What the task asks:
Only the pictures should be dropped; every line of the data must come back exactly as written.

Source information:
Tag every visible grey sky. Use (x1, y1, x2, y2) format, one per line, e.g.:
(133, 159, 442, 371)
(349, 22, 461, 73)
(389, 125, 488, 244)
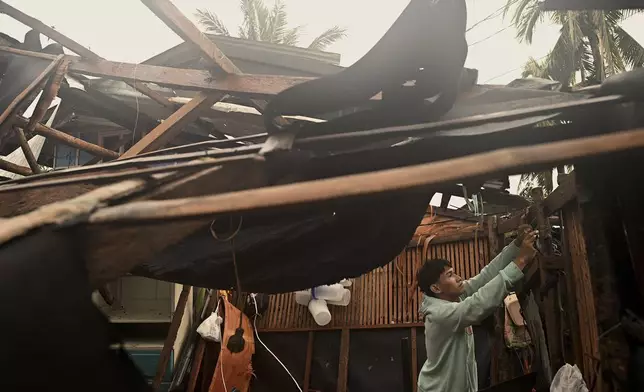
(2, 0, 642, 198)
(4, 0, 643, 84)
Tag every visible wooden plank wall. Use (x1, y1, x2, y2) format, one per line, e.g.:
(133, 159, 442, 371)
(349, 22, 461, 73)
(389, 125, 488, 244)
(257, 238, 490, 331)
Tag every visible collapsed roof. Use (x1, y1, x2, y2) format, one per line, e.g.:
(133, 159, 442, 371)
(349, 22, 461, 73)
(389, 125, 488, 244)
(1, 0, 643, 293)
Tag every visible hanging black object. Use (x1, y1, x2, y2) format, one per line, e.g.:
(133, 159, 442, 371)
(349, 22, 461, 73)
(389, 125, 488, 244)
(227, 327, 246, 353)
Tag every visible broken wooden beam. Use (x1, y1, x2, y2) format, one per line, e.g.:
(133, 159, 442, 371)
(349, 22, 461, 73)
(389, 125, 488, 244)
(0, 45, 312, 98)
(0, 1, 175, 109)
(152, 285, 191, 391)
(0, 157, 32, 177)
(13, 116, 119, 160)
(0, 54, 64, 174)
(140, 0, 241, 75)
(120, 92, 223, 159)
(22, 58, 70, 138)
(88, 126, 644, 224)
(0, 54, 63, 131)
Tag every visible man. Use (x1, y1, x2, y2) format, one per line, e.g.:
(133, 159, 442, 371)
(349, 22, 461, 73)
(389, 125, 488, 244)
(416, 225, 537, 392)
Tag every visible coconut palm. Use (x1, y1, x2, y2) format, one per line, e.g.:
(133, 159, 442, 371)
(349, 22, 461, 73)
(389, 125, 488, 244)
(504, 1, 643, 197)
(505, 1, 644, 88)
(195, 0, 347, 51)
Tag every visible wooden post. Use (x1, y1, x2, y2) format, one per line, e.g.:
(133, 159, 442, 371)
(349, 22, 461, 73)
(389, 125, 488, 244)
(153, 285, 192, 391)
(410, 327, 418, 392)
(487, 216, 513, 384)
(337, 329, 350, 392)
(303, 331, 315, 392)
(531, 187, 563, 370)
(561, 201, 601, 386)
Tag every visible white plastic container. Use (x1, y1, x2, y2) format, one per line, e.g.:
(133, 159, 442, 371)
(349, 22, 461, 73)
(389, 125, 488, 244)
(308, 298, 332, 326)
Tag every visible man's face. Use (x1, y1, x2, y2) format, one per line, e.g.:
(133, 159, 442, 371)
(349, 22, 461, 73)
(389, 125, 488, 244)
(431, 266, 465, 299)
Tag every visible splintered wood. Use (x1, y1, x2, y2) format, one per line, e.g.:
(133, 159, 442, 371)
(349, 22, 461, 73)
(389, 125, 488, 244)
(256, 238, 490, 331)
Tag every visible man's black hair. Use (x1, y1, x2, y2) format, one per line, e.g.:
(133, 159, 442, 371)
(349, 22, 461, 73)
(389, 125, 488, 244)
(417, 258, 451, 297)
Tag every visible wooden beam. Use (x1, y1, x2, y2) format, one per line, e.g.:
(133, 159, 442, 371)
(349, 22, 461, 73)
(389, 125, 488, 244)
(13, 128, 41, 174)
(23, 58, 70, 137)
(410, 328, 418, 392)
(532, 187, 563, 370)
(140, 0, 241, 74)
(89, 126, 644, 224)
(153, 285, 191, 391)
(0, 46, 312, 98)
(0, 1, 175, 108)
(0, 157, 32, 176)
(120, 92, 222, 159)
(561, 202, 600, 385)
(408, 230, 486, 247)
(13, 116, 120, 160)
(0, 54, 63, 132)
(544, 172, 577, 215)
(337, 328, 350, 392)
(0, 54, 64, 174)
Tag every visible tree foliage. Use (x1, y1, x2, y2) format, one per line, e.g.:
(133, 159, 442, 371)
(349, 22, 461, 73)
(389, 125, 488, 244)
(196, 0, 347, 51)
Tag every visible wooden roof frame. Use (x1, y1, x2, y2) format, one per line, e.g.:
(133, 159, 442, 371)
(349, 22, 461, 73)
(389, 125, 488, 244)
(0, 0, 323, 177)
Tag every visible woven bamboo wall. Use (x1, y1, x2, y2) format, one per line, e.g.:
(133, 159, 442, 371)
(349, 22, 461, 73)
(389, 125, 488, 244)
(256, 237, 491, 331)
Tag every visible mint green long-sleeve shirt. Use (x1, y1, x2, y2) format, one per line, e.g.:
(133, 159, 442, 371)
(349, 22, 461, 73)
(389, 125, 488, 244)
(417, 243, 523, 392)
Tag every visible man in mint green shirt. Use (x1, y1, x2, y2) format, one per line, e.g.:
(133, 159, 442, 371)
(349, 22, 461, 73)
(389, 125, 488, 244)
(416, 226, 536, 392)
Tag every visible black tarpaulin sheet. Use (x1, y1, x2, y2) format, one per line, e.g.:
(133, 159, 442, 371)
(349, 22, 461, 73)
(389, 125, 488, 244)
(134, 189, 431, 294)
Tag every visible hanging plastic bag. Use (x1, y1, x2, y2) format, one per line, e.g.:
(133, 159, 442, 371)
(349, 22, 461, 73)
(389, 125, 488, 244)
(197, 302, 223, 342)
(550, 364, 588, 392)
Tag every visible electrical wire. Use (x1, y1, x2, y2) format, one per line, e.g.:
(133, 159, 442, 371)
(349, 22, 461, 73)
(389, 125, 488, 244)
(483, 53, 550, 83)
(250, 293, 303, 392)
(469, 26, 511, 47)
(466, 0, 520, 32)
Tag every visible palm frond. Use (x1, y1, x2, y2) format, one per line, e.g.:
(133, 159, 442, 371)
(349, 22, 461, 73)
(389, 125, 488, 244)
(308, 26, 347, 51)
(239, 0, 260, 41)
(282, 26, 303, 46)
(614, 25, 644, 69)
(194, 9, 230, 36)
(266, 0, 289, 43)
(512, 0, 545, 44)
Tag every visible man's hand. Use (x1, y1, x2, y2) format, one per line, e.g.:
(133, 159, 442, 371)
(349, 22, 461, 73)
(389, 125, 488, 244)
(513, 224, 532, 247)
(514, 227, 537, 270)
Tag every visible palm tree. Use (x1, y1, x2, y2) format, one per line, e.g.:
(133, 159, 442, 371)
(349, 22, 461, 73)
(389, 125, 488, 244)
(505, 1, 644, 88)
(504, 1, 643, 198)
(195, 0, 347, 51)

Output:
Tag every visible grey sky. Use (x1, y1, x2, y2) format, one per line, e.g.:
(133, 159, 442, 371)
(349, 22, 461, 73)
(389, 125, 488, 244)
(2, 0, 642, 198)
(4, 0, 643, 84)
Tag every visible wooden plank wall. Use (x1, y1, x2, y2) format, one per line, e.g.:
(133, 159, 442, 371)
(349, 22, 461, 73)
(389, 125, 488, 244)
(257, 238, 490, 331)
Tag every visible collapsed roof. Use (x1, y1, x2, y2) format, one per line, e.g.:
(133, 159, 442, 371)
(349, 22, 461, 73)
(389, 125, 488, 244)
(1, 0, 643, 293)
Tag every visible hanging black object. Use (x1, y1, x2, y2) format, one per line, e.g.:
(133, 159, 442, 371)
(349, 22, 461, 73)
(389, 125, 488, 244)
(227, 327, 246, 353)
Tag every visible broken wooden beam. Use (x1, y1, x2, y2) format, one per line, e.g.:
(133, 159, 442, 371)
(349, 22, 461, 73)
(389, 125, 488, 244)
(0, 45, 312, 98)
(0, 1, 175, 109)
(152, 285, 191, 391)
(0, 157, 32, 177)
(13, 116, 119, 160)
(0, 54, 64, 174)
(140, 0, 241, 75)
(120, 92, 223, 159)
(22, 58, 70, 138)
(88, 126, 644, 224)
(0, 54, 63, 131)
Tag every visible man. Use (x1, y1, x2, y2) format, one per line, e.g.:
(133, 159, 442, 371)
(349, 22, 461, 73)
(389, 125, 488, 244)
(416, 225, 537, 392)
Tag every visible coconut palm. Use (x1, y1, x2, y2) format, one per line, e.g.:
(133, 159, 442, 371)
(349, 22, 461, 73)
(389, 125, 488, 244)
(504, 1, 643, 197)
(505, 1, 644, 88)
(195, 0, 347, 51)
Tag every visible wooden post. Use (x1, y1, x2, y2) format, one per line, e.g.:
(133, 159, 442, 371)
(349, 22, 461, 73)
(389, 125, 488, 244)
(153, 285, 192, 391)
(410, 327, 418, 392)
(487, 216, 513, 384)
(337, 329, 350, 392)
(303, 331, 315, 392)
(531, 187, 563, 370)
(561, 201, 601, 386)
Tag every visible white plastic container. Use (x1, y1, x2, y2) format, one per line, e.g.:
(133, 159, 442, 371)
(349, 22, 461, 73)
(389, 125, 488, 244)
(308, 298, 332, 326)
Tag every visible man's face. Use (x1, y1, x2, y2) format, one per line, e.g.:
(133, 159, 442, 371)
(349, 22, 461, 73)
(389, 125, 488, 244)
(431, 266, 465, 299)
Tag every visible splintered wood. Use (x1, y1, x2, y2) format, one per line, e.g.:
(133, 159, 442, 371)
(349, 22, 461, 73)
(389, 125, 488, 244)
(256, 238, 490, 331)
Tag every visible man's black hair. Use (x1, y1, x2, y2) format, one per line, e.g.:
(133, 159, 442, 371)
(349, 22, 461, 73)
(389, 125, 488, 244)
(417, 258, 451, 297)
Tag every visible wooden beam. Use (x1, y1, x2, y2) format, one per line, e.g.:
(133, 159, 442, 371)
(349, 22, 461, 73)
(389, 125, 488, 244)
(13, 128, 41, 174)
(23, 58, 70, 137)
(410, 328, 418, 392)
(532, 187, 563, 370)
(140, 0, 241, 74)
(89, 126, 644, 224)
(153, 285, 191, 391)
(0, 46, 312, 98)
(0, 1, 175, 108)
(0, 157, 32, 176)
(120, 92, 222, 159)
(561, 202, 600, 385)
(408, 230, 486, 247)
(13, 116, 120, 160)
(0, 54, 63, 132)
(544, 172, 577, 215)
(337, 328, 350, 392)
(0, 54, 64, 174)
Tag every visible tree foliage. Use (x1, y1, x2, y2) format, one per line, e.g.:
(133, 159, 442, 371)
(349, 22, 461, 73)
(389, 125, 488, 244)
(196, 0, 347, 51)
Tag every visible wooden roof frame. Use (x1, y1, x2, y2) format, one per line, e.g.:
(133, 159, 442, 371)
(349, 22, 461, 73)
(389, 125, 488, 244)
(0, 0, 323, 177)
Tag every visible woven bamboo wall. Use (x1, y1, x2, y2) format, one per line, e.g.:
(133, 159, 442, 371)
(349, 22, 461, 73)
(389, 125, 488, 244)
(256, 237, 491, 331)
Tag every visible mint green long-sleeve shirt. Use (x1, y1, x2, y2) format, one per line, e.g.:
(133, 159, 442, 371)
(349, 22, 461, 73)
(389, 125, 488, 244)
(417, 243, 523, 392)
Tag every visible man in mint green shirt. Use (x1, y1, x2, y2) format, one per line, e.g.:
(133, 159, 442, 371)
(349, 22, 461, 73)
(389, 125, 488, 244)
(416, 226, 536, 392)
Tag every visible black tarpaulin sheet. Use (x1, y1, x2, y2) format, one per line, e.g.:
(133, 159, 442, 371)
(349, 22, 461, 73)
(389, 125, 488, 244)
(134, 189, 431, 294)
Tag every visible hanging plastic bag. Use (x1, y1, x2, y2) format, one per line, e.g.:
(133, 159, 442, 371)
(349, 22, 461, 73)
(389, 125, 488, 244)
(197, 302, 223, 342)
(550, 364, 588, 392)
Tag every visible electrical wire. Use (x1, y1, x2, y2) format, one per line, e.g.:
(133, 159, 442, 371)
(349, 22, 461, 73)
(389, 125, 488, 244)
(483, 53, 550, 83)
(250, 293, 303, 392)
(469, 26, 511, 47)
(466, 0, 520, 32)
Tag every visible palm frond. Use (x1, y1, x2, y2) format, one per line, e.g.:
(133, 159, 442, 371)
(349, 22, 461, 73)
(389, 125, 488, 244)
(308, 26, 347, 51)
(239, 0, 260, 41)
(282, 26, 303, 46)
(614, 25, 644, 69)
(194, 9, 230, 36)
(266, 0, 289, 43)
(512, 0, 545, 44)
Tag every visible man's hand. Use (x1, y1, x2, y2) format, one per line, e.g.:
(133, 159, 442, 371)
(349, 22, 461, 73)
(389, 125, 488, 244)
(513, 224, 532, 247)
(514, 227, 537, 270)
Tag every visible palm tree. Use (x1, y1, x2, y2) format, one per line, e.g.:
(133, 159, 442, 371)
(349, 22, 461, 73)
(389, 125, 488, 244)
(505, 1, 644, 88)
(504, 1, 643, 198)
(195, 0, 347, 51)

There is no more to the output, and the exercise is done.